Exercise brief >> Go through the listing below and reproduce it word for word.

Extracted information >>
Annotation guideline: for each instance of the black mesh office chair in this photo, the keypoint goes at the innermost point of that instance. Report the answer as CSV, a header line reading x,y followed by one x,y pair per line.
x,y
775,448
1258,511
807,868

Response for this exercise >>
Annotation guideline: for each instance of the black mesh office chair in this photo, the keypoint goes at the innermost point of that instance. Report the answer as CSV, a header line reading x,y followed by one x,y pair per line.
x,y
775,448
1258,511
807,868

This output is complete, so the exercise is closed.